About this exercise → Would you print all of the entries word for word?

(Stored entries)

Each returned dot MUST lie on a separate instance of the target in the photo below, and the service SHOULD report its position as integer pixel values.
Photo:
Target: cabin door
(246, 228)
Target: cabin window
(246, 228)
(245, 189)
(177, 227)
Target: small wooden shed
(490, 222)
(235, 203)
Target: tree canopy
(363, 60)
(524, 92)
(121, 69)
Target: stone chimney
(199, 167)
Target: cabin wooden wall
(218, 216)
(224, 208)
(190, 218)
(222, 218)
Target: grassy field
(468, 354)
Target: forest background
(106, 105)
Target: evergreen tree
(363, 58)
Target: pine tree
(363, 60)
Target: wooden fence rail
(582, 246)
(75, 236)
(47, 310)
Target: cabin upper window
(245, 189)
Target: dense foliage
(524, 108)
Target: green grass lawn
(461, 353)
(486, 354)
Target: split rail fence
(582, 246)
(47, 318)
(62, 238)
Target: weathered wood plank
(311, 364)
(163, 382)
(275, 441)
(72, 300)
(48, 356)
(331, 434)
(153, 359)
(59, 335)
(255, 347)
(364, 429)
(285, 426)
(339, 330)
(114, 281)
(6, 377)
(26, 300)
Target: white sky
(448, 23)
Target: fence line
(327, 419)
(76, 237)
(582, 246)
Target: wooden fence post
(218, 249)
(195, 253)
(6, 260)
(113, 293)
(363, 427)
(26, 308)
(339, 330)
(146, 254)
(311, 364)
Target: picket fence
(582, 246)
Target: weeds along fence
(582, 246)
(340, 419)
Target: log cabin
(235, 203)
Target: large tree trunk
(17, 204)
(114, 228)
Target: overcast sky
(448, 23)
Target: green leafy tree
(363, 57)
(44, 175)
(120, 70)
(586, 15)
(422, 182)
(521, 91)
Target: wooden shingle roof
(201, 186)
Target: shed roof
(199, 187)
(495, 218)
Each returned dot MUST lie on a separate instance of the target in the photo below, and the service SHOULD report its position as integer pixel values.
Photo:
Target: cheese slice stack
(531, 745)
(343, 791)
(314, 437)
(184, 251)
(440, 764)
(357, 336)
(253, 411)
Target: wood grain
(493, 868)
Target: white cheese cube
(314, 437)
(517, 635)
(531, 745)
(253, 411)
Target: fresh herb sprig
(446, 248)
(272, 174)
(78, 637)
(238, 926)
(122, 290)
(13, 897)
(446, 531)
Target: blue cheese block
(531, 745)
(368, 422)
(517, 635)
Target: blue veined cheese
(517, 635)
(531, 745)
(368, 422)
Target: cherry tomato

Response to the task →
Each returned dot MUST lie on a separate instance of the target in the photo below, and the service SHOULD report its position as integer pixel values.
Photo:
Target: cabin door
(246, 228)
Target: cabin window
(246, 228)
(245, 189)
(177, 227)
Target: small wooden shed
(490, 222)
(235, 203)
Target: tree canopy
(363, 60)
(524, 92)
(121, 69)
Target: stone chimney
(199, 167)
Target: cabin wooden wall
(218, 216)
(224, 208)
(190, 218)
(222, 218)
Target: grassy field
(468, 354)
Target: forest background
(106, 105)
Target: evergreen tree
(363, 58)
Target: pine tree
(363, 60)
Target: wooden fence rail
(582, 246)
(75, 236)
(47, 310)
Target: cabin upper window
(245, 189)
Target: dense foliage
(524, 108)
Target: green grass lawn
(461, 353)
(486, 354)
Target: split rail fence
(582, 246)
(47, 318)
(62, 238)
Target: weathered wood plank
(311, 364)
(163, 382)
(275, 441)
(72, 300)
(48, 356)
(331, 434)
(153, 359)
(59, 335)
(255, 347)
(364, 429)
(285, 426)
(339, 330)
(114, 281)
(6, 377)
(26, 300)
Target: white sky
(448, 23)
Target: fence line
(327, 419)
(76, 237)
(582, 246)
Target: wooden fence post
(218, 249)
(195, 253)
(6, 260)
(113, 293)
(363, 427)
(26, 308)
(339, 330)
(146, 254)
(311, 364)
Target: picket fence
(582, 246)
Target: weeds along fence
(582, 246)
(340, 419)
Target: log cabin
(235, 203)
Target: large tree trunk
(17, 204)
(114, 228)
Target: overcast sky
(448, 23)
Target: green leafy tree
(363, 57)
(44, 175)
(120, 70)
(586, 15)
(422, 182)
(521, 91)
Target: wooden shingle roof
(201, 186)
Target: shed roof
(199, 187)
(495, 218)
Each returned dot MUST lie on a separate instance of the target in the photo below, and the service SHOULD report its position as integer pixel values.
Photo:
Target: cheese slice stack
(531, 745)
(343, 791)
(314, 437)
(184, 251)
(440, 764)
(357, 336)
(253, 411)
Target: wood grain
(493, 868)
Target: white cheese cube
(314, 437)
(517, 635)
(531, 745)
(253, 411)
Target: fresh herb sprig
(446, 248)
(272, 174)
(78, 637)
(238, 926)
(122, 290)
(13, 897)
(446, 531)
Target: blue cheese block
(531, 745)
(368, 422)
(517, 635)
Target: blue veined cheese
(517, 635)
(531, 745)
(368, 422)
Target: cherry tomato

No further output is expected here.